Image location labeling entries:
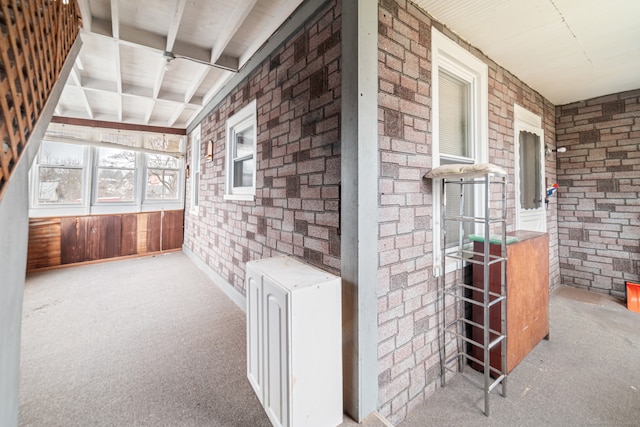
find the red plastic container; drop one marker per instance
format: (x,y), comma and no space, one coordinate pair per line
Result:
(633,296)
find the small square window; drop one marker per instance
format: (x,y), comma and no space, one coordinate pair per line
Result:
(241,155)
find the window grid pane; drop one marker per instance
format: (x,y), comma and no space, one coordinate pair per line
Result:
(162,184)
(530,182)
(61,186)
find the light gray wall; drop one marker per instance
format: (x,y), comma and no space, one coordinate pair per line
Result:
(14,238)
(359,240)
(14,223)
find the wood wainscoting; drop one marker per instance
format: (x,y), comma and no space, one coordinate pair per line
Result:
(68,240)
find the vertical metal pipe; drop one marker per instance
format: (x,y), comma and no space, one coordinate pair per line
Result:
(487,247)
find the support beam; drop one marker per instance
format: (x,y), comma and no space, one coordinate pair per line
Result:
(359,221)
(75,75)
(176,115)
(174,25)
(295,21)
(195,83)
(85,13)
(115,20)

--

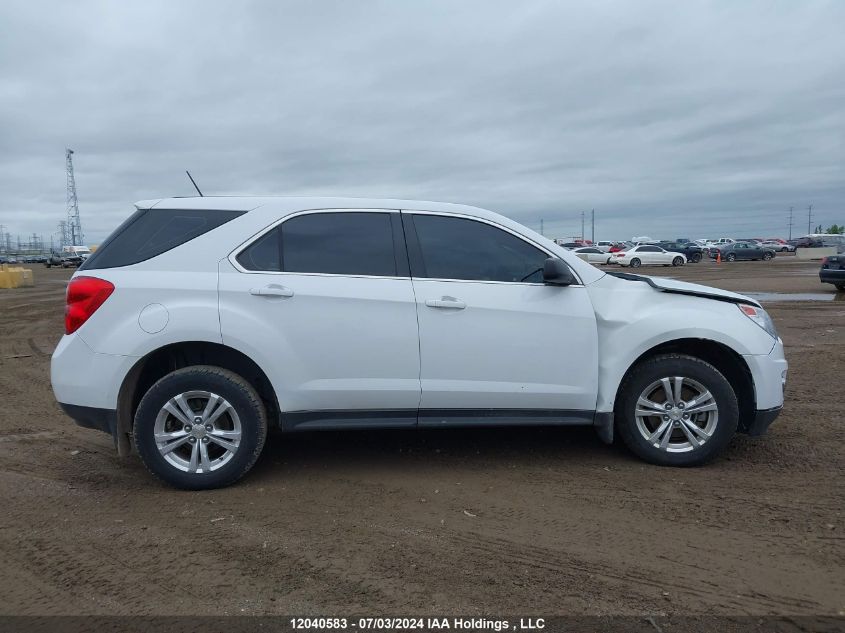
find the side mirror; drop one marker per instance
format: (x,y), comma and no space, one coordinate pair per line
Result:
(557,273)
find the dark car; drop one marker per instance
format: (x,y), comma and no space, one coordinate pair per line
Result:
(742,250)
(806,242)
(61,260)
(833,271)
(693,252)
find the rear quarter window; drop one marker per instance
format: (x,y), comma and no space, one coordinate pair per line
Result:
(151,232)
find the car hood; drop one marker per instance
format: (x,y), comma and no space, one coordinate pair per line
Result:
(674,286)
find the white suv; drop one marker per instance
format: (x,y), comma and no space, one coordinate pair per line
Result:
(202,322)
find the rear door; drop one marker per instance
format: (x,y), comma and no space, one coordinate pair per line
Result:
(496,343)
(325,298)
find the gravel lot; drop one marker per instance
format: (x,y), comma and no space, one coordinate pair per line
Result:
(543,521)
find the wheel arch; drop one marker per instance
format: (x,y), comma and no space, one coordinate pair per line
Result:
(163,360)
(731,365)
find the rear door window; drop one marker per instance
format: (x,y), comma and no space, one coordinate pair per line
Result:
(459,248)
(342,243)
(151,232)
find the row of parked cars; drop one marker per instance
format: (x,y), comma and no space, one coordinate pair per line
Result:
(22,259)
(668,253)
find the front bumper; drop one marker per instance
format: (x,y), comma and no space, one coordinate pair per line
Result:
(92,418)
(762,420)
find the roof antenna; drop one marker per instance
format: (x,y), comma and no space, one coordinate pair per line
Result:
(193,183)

## What the exercise asks
Tally the lines in the material above that contain the string "rear", with case taken into account. Reply with the number alone.

## Final answer
3